• Written instruction:
Copy out the stretch of lines from the one containing "Batch job #47 — class: white shorts." through the one containing "253;71;298;111", both included, character for character.

• Source records:
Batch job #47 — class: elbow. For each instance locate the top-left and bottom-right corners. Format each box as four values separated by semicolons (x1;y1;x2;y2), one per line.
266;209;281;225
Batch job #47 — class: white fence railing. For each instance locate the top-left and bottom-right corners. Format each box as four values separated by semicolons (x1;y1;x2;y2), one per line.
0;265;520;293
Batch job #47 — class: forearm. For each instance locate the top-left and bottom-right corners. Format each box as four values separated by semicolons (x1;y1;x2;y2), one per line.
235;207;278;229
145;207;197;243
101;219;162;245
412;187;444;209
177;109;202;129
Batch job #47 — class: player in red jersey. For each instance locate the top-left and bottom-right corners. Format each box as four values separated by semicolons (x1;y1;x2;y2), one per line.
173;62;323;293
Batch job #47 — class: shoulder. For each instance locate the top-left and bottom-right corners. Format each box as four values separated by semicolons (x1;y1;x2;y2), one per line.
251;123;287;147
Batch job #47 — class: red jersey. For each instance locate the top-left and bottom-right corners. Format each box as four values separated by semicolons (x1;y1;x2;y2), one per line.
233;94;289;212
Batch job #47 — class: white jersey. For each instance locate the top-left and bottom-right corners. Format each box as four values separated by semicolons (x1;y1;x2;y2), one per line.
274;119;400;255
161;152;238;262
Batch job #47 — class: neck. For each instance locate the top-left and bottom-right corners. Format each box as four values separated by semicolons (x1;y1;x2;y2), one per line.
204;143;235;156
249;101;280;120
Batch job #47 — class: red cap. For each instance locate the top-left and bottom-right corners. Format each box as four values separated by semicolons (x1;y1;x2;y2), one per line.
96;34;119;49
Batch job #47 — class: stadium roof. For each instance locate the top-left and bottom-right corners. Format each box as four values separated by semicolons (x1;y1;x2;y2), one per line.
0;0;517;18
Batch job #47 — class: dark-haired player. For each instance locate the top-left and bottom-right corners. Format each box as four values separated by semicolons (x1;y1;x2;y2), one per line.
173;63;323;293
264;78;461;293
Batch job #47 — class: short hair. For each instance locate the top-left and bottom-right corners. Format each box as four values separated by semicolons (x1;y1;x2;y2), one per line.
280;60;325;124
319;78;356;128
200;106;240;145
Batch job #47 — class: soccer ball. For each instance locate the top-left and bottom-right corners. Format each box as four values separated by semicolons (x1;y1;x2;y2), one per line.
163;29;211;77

==

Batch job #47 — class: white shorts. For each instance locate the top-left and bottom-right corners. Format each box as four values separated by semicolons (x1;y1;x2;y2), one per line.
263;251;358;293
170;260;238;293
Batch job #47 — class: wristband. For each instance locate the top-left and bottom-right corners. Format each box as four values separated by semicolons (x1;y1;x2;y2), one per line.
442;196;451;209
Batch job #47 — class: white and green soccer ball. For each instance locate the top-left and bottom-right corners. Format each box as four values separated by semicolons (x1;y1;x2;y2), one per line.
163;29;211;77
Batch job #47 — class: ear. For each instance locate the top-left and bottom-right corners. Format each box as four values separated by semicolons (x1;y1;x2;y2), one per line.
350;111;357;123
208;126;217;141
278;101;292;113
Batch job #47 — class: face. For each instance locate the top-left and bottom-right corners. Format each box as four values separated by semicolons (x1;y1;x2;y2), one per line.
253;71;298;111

...

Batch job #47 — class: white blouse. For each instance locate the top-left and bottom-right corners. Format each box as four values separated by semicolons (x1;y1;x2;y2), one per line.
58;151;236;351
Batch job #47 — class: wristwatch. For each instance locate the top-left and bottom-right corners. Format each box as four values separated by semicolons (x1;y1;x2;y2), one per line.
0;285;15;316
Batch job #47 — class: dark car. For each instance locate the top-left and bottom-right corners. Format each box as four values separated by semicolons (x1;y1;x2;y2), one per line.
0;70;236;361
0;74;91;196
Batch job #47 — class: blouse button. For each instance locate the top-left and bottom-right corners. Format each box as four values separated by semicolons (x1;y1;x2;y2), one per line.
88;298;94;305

• Written solution:
Batch job #47 — class: white shorts. For each instance locate the top-left and bottom-right corners. Format each box as four values separated by semicolons (x1;y1;x2;y2), one per line.
263;251;358;293
170;260;238;293
Batch job #47 — class: wristband. For each instance locate the top-left and bottom-right corners. Format each box as four values separated by semicolons (x1;y1;x2;y2), one per line.
442;196;451;209
Batch job #47 — class: white and green soccer ball. For each instance locate the top-left and bottom-right corners. Format each box as four values separated by semicolons (x1;y1;x2;y2), one per line.
163;29;211;77
Batch job #47 — class: ear. For each instance locate the top-left and bottom-right corners. Format each box as four values separated by semicolons (x1;y1;x2;y2), one per line.
350;111;357;123
208;126;217;141
278;101;292;113
Batch job #47 — class: face. For each instance locate the top-left and bottom-right corners. Format each box as four values separated by semicolons (x1;y1;x2;y2), one per line.
253;71;298;111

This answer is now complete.